Given request: Give all of the lines again exactly as they read.

Excerpt from a dataset:
..............................

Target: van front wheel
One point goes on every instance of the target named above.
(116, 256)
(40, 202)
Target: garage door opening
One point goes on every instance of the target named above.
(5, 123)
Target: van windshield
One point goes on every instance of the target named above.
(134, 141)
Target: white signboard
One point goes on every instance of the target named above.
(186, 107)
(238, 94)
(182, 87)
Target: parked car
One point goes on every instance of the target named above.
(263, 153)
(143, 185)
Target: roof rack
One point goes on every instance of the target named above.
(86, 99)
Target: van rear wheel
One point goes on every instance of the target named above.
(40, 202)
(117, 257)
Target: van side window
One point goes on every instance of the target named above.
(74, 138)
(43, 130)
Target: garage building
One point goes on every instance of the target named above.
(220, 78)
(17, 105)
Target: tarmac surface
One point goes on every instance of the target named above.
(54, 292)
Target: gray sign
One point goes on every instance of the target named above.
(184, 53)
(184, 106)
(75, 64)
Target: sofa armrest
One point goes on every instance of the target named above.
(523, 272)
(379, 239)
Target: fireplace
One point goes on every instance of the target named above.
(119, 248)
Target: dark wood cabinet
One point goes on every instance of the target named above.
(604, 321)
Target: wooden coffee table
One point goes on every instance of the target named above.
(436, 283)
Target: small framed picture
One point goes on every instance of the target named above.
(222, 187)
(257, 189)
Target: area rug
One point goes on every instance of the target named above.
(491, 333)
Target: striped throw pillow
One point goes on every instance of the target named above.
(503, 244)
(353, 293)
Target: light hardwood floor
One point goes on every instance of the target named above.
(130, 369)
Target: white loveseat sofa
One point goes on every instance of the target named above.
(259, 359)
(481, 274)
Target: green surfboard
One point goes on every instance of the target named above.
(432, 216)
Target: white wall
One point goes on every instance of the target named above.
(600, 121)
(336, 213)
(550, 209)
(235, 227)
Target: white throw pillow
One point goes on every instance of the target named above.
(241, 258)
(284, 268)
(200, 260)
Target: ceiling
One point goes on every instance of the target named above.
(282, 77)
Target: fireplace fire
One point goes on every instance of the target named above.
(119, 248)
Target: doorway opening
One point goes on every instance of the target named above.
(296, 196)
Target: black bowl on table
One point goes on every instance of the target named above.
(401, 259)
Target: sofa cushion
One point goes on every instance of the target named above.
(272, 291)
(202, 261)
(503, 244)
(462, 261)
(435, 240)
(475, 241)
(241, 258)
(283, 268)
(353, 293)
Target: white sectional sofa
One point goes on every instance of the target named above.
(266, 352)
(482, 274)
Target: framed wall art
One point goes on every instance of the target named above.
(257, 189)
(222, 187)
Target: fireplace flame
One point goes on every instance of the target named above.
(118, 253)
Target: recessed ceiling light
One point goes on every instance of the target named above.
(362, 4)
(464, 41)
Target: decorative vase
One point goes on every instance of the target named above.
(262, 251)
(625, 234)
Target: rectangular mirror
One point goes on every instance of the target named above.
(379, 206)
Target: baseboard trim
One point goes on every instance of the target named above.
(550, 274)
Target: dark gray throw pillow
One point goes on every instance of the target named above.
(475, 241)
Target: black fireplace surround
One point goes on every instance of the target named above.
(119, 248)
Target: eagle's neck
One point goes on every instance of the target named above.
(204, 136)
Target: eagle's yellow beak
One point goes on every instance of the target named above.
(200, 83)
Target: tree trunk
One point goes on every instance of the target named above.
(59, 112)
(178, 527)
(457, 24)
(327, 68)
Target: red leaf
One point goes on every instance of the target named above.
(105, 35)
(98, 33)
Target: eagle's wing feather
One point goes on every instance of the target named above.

..............................

Exercise output:
Target: van front wheel
One point goes on every instance of the target named above.
(116, 256)
(40, 202)
Target: garage door opening
One point goes on every instance of the target named above.
(5, 123)
Target: van windshield
One point goes on every instance of the target named above.
(134, 141)
Target: white signboard
One point goes on every instance of the target named above.
(186, 107)
(238, 94)
(182, 87)
Target: parked car
One point goes on every instance of the target named above.
(263, 153)
(143, 185)
Target: roof rack
One point goes on every instance of the target named above.
(86, 99)
Target: van rear wheel
One point goes on every instance of the target named above.
(40, 202)
(117, 257)
Target: van side window
One point goes on every instance of the target named above.
(74, 138)
(43, 130)
Target: garage building
One point goes on every instance of the target named above.
(220, 78)
(17, 105)
Target: tarmac surface
One point goes on every instance of the target named above.
(54, 292)
Target: gray sign
One point goes on every instance of the target named above.
(184, 53)
(184, 106)
(75, 64)
Target: sofa armrest
One point goes on every instance of the target named above.
(523, 272)
(379, 239)
Target: fireplace
One point goes on every instance of the target named above.
(119, 248)
Target: dark wood cabinet
One point goes on every instance of the target named above.
(604, 321)
Target: wooden coffee table
One point goes on every instance of the target named above.
(436, 283)
Target: small framed picture
One point goes on every instance of the target named above.
(222, 187)
(257, 189)
Target: area rug
One point goes on every instance of the target named above.
(491, 333)
Target: striped throw pillow
One point goes on every instance of the target named above.
(503, 244)
(353, 293)
Target: light hardwood floor
One point goes on every instance of the target named above.
(130, 369)
Target: white loveseat sofa
One point goes on every instance of the target named above.
(259, 359)
(481, 274)
Target: green surfboard
One point goes on every instance of the target named above.
(432, 216)
Target: white wall
One point goes on every instance of the target named above.
(600, 121)
(336, 213)
(550, 209)
(235, 227)
Target: white throw pillow
One point goes on every instance of the target named above.
(241, 258)
(284, 268)
(200, 260)
Target: ceiling
One point goes on every instance of the target named above.
(282, 77)
Target: fireplace fire
One point goes on every instance of the target named above.
(119, 248)
Target: doorway opening
One point goes on every instance of the target named above.
(296, 196)
Target: black bowl on table
One point goes on every instance of the target named above.
(401, 259)
Target: sofa cushion
One point goes on every instance of the target named above.
(272, 291)
(202, 261)
(503, 244)
(462, 261)
(435, 240)
(475, 241)
(241, 258)
(283, 268)
(353, 293)
Target: white sectional sofa
One point goes on every instance of the target named above.
(266, 352)
(482, 274)
Target: framed wall art
One point goes on every instance of the target named above.
(257, 189)
(222, 187)
Target: fireplace flame
One point goes on every instance of the target named above.
(118, 253)
Target: recessed ceiling light
One point goes on every instance of the target named above.
(362, 4)
(464, 41)
Target: decorative vase
One point goes on every instance of the target named above.
(262, 251)
(625, 234)
Target: rectangular mirror
One point goes on every instance of the target named above.
(379, 206)
Target: baseboard trim
One point goes on every instance of the target named above.
(550, 274)
Target: dark gray throw pillow
One point goes on every instance of the target named above.
(475, 241)
Target: black fireplace surround
One point goes on every instance of the target named above.
(119, 248)
Target: eagle's neck
One point goes on every instance of the target named above.
(204, 136)
Target: eagle's yellow beak
One point goes on every instance of the target named above.
(200, 83)
Target: tree trunk
One point goes on every instance of the target named above.
(59, 112)
(178, 527)
(457, 24)
(327, 68)
Target: red leaf
One point goes on every instance of the target named above.
(105, 35)
(98, 33)
Target: eagle's wing feather
One point goes on every instance of the target named above.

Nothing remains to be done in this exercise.